======== Отрывок для чтения
В числе наиболее важных вопросов была «расшивка» неплатежей: ко времени прихода к власти нашего правительства задолженность федерального бюджета перед предприятиями и организациями составляла 50 млрд рублей. В свою очередь задолженность последних перед бюджетом – около 150 млрд рублей. Накапливались долги и между самими предпринимателями.
Положение усугублялось общим резким понижением монетаризации экономики в период всевластия псевдолибералов. К началу осуществления реформ – на 1 января 1992 года– денежная масса составляла 66,4процента к ВВП за 1991 год, и это в общем соответствовало мировой практике. На 1 июня 1998 года (т. е. еще до событий 17 августа) денежная масса составила всего 13,7 процента к ВВП за 1997 год.
Мы не могли внять призывам решить вопрос через масштабную денежную эмиссию. Однако при этом не могли игнорировать проблему неплатежей. Известно, в каком противостоянии находились центральные власти и руководители промышленных предприятий по вопросу о взаиморасчетах. Федеральные власти требовали осуществлять платежи предприятий исключительно в денежной форме – это было, естественно, необходимым элементом рыночной экономики. Но дело в том, что при отсутствии в обращении достаточной денежной массы эти требования в большинстве случаев оказывались неосуществимыми. Создавался замкнутый круг: накапливаемые долги препятствовали росту производства, а его стагнация и падение препятствовали росту денежного обращения.
Были понятны и опасения того, что взаимное погашение долгов будет использовано различными коммерческими структурами и коррупционерами для собственного обогащения. При проведении моими предшественниками операций по взаимозачетам коммерческими банками и посредниками было присвоено от 50 до 60 процентов средств. Все это имело место. Поэтому мы продумывали такую систему, которая, с одной стороны, не будучи одноразовой, в то же время не превращалась бы в постоянную практику и, с другой – претворялась бы в жизнь таким образом, чтобы минимизировать потери бюджета за счет различных махинаций.
Министерства экономики и финансов дали свои предложения, и правительство вопреки мнению МВФ и прежней практике приступило к взаиморасчетам между бюджетом и предприятиями, что уже на первых порах высвободило 50 млрд рублей. То, что взаиморасчеты проводились по каналам казначейства, а не коммерческих банков, позволяло избежать утечки финансовых ресурсов. Операции проводились на клиринговой основе. Это их явно отличало от взаимных зачетов на основе бартера.
Протолкнув многие «тромбы» с помощью взаиморасчетов, мы создали немаловажный импульс для функционирования и развития промышленности. Характерно, что руководитель РАО «ЕЭС» А. Б. Чубайс, который во время своей работы в органах государственного управления был одним из главных противников расчетов не в прямой денежной форме, на этот раз развернулся на 180 градусов. Во время обсуждения вопроса о результатах взаиморасчетов на правительстве он выступил с настоятельной просьбой не ограничиваться единичным осуществлением этой акции, а превратить ее в практику, пока не накопится достаточно денежных средств и у государства, и у предприятий.
================
#### Задания:
1. Перескажите отрывок о взаиморасчетах в двух предложениях.
2. Почему, согласно отрывку о взаиморасчетах, их проводили через казначейство, а не через коммерческие банки? Ответьте в одном-двух предложениях.
3. Воспроизведите часть отрывка о взаиморасчетах слово в слово: начните со слов, в которых есть «Мы не могли», и остановитесь после «росту денежного обращения.».
======== Сохранённые записи
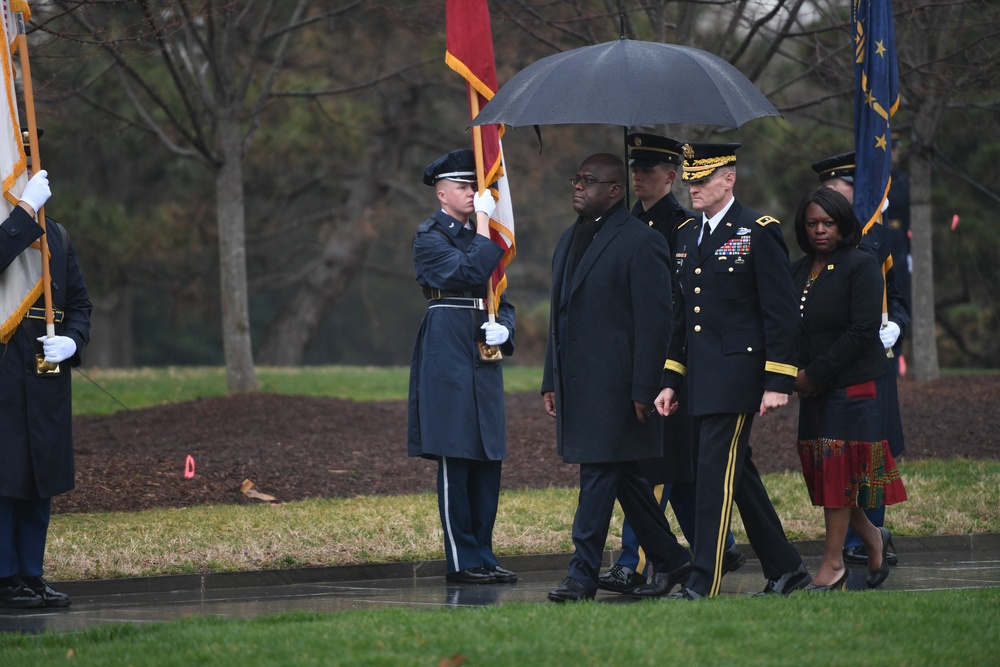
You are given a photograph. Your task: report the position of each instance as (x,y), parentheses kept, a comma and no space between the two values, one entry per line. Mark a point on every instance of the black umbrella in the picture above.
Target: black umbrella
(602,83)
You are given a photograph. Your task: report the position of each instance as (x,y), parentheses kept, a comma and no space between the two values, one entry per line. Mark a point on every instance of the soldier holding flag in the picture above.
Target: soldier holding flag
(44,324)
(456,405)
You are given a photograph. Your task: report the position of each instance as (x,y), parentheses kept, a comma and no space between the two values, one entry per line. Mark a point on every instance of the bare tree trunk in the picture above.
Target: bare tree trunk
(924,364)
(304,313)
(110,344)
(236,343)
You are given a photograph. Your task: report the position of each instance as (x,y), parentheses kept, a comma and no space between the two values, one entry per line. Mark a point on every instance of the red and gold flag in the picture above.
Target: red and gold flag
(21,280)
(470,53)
================
======== Сохранённые записи
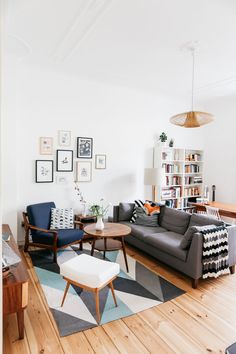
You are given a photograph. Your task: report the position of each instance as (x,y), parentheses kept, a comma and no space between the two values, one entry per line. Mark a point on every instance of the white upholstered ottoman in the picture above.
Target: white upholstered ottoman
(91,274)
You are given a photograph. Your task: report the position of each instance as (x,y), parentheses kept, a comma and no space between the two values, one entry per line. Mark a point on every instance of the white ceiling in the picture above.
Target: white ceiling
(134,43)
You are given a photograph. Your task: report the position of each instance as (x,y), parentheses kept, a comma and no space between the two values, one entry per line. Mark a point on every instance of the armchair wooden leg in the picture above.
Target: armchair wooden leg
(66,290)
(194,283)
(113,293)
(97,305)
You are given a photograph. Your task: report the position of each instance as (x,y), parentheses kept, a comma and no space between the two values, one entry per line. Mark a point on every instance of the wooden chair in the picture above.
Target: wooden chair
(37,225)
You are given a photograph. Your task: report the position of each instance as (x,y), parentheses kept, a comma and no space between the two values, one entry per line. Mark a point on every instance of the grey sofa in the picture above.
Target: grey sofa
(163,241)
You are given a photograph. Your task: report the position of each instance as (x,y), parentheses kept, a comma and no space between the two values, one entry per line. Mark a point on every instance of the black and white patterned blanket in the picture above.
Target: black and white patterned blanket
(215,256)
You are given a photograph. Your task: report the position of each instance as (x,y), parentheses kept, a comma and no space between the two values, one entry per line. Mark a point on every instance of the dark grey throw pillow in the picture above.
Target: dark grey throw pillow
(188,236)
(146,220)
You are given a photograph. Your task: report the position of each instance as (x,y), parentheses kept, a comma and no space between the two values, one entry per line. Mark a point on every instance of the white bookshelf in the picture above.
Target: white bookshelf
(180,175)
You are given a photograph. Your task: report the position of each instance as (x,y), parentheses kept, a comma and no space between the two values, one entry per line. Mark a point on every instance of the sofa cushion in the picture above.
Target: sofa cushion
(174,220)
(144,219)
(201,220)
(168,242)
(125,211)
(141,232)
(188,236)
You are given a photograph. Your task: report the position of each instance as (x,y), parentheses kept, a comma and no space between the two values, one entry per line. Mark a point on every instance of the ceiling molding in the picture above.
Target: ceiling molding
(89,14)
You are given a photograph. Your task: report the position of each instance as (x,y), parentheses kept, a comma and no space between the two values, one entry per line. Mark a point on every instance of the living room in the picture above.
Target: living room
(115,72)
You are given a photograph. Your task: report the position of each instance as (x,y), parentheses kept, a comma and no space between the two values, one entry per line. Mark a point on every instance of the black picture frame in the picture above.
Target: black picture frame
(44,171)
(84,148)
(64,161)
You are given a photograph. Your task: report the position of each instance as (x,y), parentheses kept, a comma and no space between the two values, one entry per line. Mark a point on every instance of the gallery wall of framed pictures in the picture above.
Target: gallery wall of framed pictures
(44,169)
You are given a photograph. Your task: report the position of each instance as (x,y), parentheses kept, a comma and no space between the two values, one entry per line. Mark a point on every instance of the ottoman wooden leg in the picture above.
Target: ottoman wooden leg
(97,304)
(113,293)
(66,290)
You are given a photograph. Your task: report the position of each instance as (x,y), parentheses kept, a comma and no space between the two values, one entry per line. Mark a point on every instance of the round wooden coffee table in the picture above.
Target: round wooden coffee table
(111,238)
================
======== Сохранённые записи
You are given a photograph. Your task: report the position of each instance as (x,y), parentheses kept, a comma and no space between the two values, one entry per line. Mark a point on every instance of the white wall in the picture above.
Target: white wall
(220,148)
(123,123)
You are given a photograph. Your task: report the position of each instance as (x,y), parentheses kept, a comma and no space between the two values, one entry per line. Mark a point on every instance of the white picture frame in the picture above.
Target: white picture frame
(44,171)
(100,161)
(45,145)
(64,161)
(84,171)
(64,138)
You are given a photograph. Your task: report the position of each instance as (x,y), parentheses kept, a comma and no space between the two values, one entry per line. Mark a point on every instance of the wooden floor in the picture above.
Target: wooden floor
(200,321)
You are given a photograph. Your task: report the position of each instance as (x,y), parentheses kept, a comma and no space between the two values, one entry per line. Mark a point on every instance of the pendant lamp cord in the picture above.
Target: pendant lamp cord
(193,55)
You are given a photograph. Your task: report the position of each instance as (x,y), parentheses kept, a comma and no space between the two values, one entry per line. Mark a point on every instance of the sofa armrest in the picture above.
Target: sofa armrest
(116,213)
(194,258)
================
#### Ответы к заданиям:
1. Ко времени прихода правительства к власти накопились крупные неплатежи между бюджетом и предприятиями и между самими предпринимателями, а денежная масса резко сократилась по отношению к ВВП. Отказавшись от масштабной денежной эмиссии, правительство вопреки мнению МВФ провело взаиморасчеты между бюджетом и предприятиями через казначейство на клиринговой основе, что высвободило 50 млрд рублей и дало импульс промышленности.

2. Так удавалось избежать утечки финансовых ресурсов: при прежних взаимозачетах коммерческие банки и посредники присвоили от 50 до 60 процентов средств. Правительство стремилось свести к минимуму потери бюджета от махинаций.

3.
Мы не могли внять призывам решить вопрос через масштабную денежную эмиссию. Однако при этом не могли игнорировать проблему неплатежей. Известно, в каком противостоянии находились центральные власти и руководители промышленных предприятий по вопросу о взаиморасчетах. Федеральные власти требовали осуществлять платежи предприятий исключительно в денежной форме – это было, естественно, необходимым элементом рыночной экономики. Но дело в том, что при отсутствии в обращении достаточной денежной массы эти требования в большинстве случаев оказывались неосуществимыми. Создавался замкнутый круг: накапливаемые долги препятствовали росту производства, а его стагнация и падение препятствовали росту денежного обращения.